• Task item: In the abstract on neuroimaging in epilepsy, give the text between "BACKGROUND: Epilepsy is" and "and etiological diagnoses.", inclusive, and substitute "physicians" for "neurologists".

• Selected passage:
BACKGROUND: Epilepsy is arguably the most common neurological condition encountered by neurologists in Africa. Neuroimaging (CT and MRI) represents the most important recent contribution to the diagnosis, classification and management of the patient with epilepsy.

OBJECTIVE: To describe the role of neuroimaging in the evaluation of Ethiopian patients with epilepsy, by identifying intracranial pathology, and formulating syndromic and etiological diagnoses.

METHODS: We performed a retrospective review of neuroimaging in 181 patients with epilepsy presenting to a specialized referral hospital (Addis Ababa University Tikur Anbessa Teaching Hospital) and a private clinic (Yehuleshet Higher Clinic) in Addis Ababa, Ethiopia between September 2008 and August 2010. Each patient had an interictal EEG recording.

RESULTS: Neuroimaging demonstrated abnormal intracranial structural lesions in 65 of 181 or 35.9% of epileptic patients (31% with CT; 38% with MRI). Brain lesions were single in 28 (42.8%) and multiple in 23 (35.4%) patients. The lesions were lateralized in 35 patients (53.8%), with 23 (35.4%) on the left add 12 (18.5%) on the right. Twenty seven (41.5%) of these lesions originated in or involved the temporal or frontal lobes. Over one third of the lesions were lobar equally divided among temporal, frontal and parietal regions. The imaging findings demonstrated intracranial space occupying lesions (ICSOL) in 17 (9.4%) patients (with 64.7% brain tumors), cerebral infarctions in 15 (8.3%), cortical atrophy in 9 (5.0%), and gliosis in 7(3.9%). The interictal EEG recordings revealed epileptiform abnormalities in 60/181 patients (33.1%).

CONCLUSION: Neuroimaging detected intracranial pathology in more than one third of Ethiopian patients with epilepsy. A significant proportion of the cases demonstrated focal epileptiform discharges and non-epileptiform features with abnormal intracranial pathologies. Further prospective neuroimaging studies are recommended. Brain scan and EEG did help in the diagnosis, classification and treatment of epileptics.

• Study material:

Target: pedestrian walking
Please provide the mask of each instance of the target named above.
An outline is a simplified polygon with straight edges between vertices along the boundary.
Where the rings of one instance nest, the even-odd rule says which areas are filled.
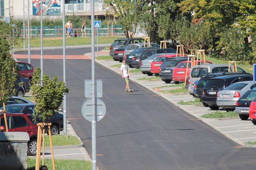
[[[82,37],[86,37],[86,27],[85,27],[85,23],[84,22],[82,25],[82,28],[81,29],[81,31],[82,32]],[[84,37],[83,36],[83,35],[84,34]]]
[[[131,76],[130,72],[128,69],[128,67],[125,64],[125,60],[123,60],[123,64],[121,65],[120,70],[121,71],[121,75],[122,78],[124,80],[125,82],[125,91],[132,91],[133,90],[129,86],[129,77]]]

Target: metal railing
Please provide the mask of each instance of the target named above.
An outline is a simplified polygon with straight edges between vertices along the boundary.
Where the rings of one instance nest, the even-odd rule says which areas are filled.
[[[65,11],[89,12],[91,11],[91,4],[65,4]],[[104,11],[111,10],[112,7],[107,6],[103,3],[96,3],[94,4],[94,10],[95,11]]]

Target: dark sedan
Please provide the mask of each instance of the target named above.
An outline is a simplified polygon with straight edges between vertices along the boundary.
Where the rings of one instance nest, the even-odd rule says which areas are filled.
[[[35,113],[35,104],[31,103],[15,104],[5,106],[6,111],[10,113],[23,113],[33,115]],[[3,110],[1,107],[1,110]],[[41,123],[43,121],[38,117],[36,118],[36,121]],[[60,131],[63,130],[63,114],[55,111],[55,113],[51,119],[46,119],[46,123],[51,123],[51,130],[52,134],[55,135],[60,134]]]

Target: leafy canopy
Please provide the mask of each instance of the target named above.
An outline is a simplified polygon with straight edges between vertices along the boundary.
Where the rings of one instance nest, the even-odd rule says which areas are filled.
[[[54,114],[62,103],[64,95],[68,92],[64,82],[60,81],[57,77],[51,79],[47,74],[43,76],[42,86],[41,85],[41,70],[38,67],[34,71],[31,86],[32,95],[36,103],[35,117],[44,122]]]

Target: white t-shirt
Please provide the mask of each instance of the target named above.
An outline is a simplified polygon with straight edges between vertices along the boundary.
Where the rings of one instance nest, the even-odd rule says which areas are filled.
[[[122,64],[121,65],[121,68],[120,70],[123,70],[123,74],[124,75],[124,77],[128,77],[128,67],[127,66],[127,65]]]

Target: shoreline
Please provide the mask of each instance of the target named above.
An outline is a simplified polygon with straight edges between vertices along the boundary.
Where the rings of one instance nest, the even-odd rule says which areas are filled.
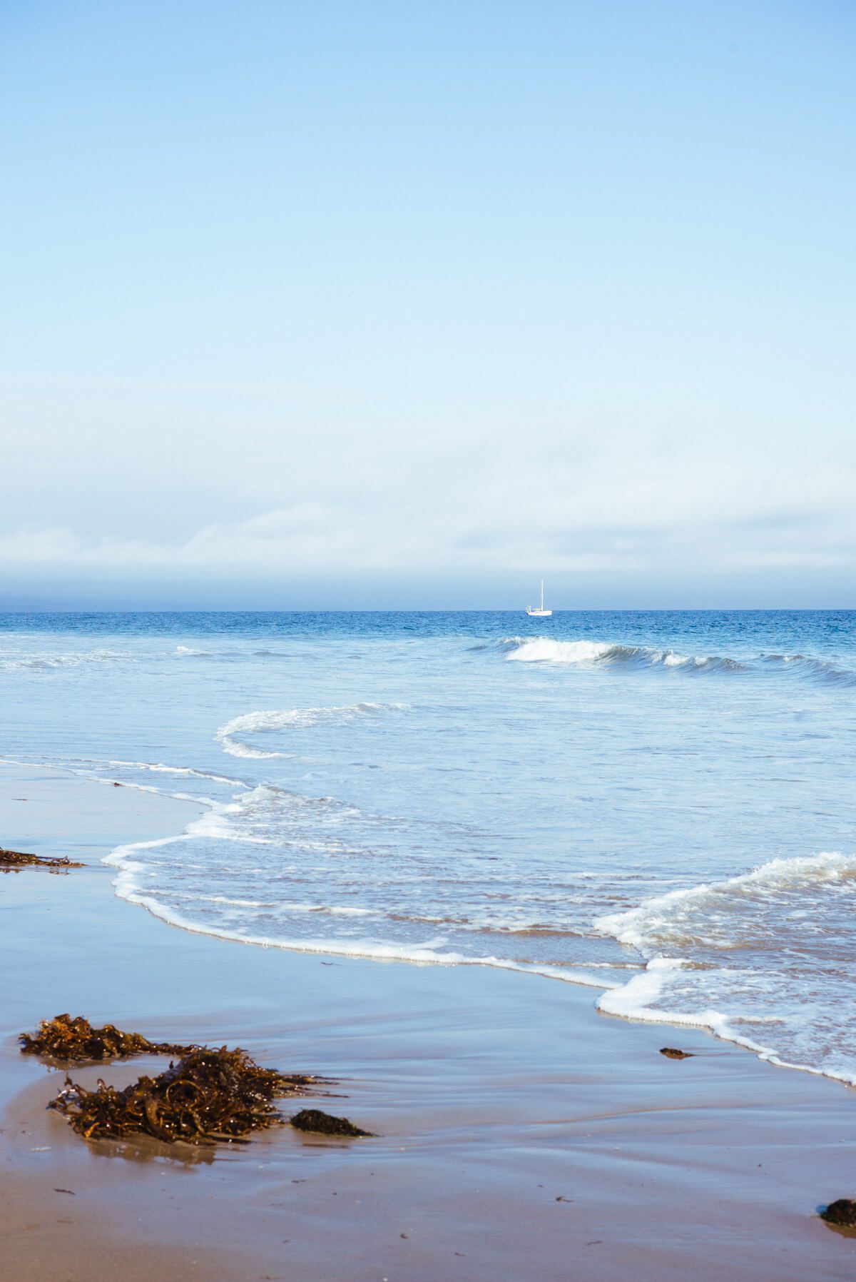
[[[131,794],[0,768],[0,844],[91,865],[0,881],[15,974],[0,1042],[10,1273],[83,1282],[120,1260],[131,1282],[152,1269],[164,1282],[852,1276],[856,1238],[815,1213],[856,1191],[846,1086],[701,1028],[680,1029],[693,1056],[670,1061],[666,1024],[600,1015],[592,990],[527,972],[236,947],[170,927],[118,899],[99,860],[201,808]],[[60,1010],[331,1077],[347,1100],[319,1105],[378,1137],[277,1128],[192,1155],[86,1144],[45,1113],[62,1078],[14,1040]],[[119,1083],[152,1067],[74,1076]]]

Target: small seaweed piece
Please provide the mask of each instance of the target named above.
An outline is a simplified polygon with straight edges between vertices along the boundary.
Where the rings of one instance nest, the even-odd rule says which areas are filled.
[[[87,1140],[150,1135],[167,1144],[240,1141],[250,1131],[283,1122],[273,1100],[300,1095],[313,1081],[260,1068],[242,1050],[192,1050],[158,1077],[141,1077],[117,1091],[99,1081],[95,1091],[65,1078],[49,1108]]]
[[[834,1203],[820,1211],[820,1218],[828,1224],[839,1224],[842,1228],[856,1228],[856,1203],[850,1197],[838,1197]]]
[[[35,1036],[18,1037],[24,1055],[79,1063],[87,1059],[127,1059],[129,1055],[187,1055],[195,1046],[150,1042],[141,1033],[126,1033],[113,1024],[94,1028],[83,1015],[69,1014],[42,1019]]]
[[[13,868],[85,868],[86,864],[78,864],[73,859],[47,859],[45,855],[26,855],[21,850],[4,850],[0,846],[0,872],[9,872]]]
[[[317,1135],[372,1135],[370,1131],[361,1131],[359,1126],[354,1126],[347,1118],[334,1118],[331,1113],[322,1113],[320,1109],[301,1109],[288,1120],[299,1131],[313,1131]]]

• Solution:
BACKGROUND: Epilepsy is arguably the most common neurological condition encountered by physicians in Africa. Neuroimaging (CT and MRI) represents the most important recent contribution to the diagnosis, classification and management of the patient with epilepsy.

OBJECTIVE: To describe the role of neuroimaging in the evaluation of Ethiopian patients with epilepsy, by identifying intracranial pathology, and formulating syndromic and etiological diagnoses.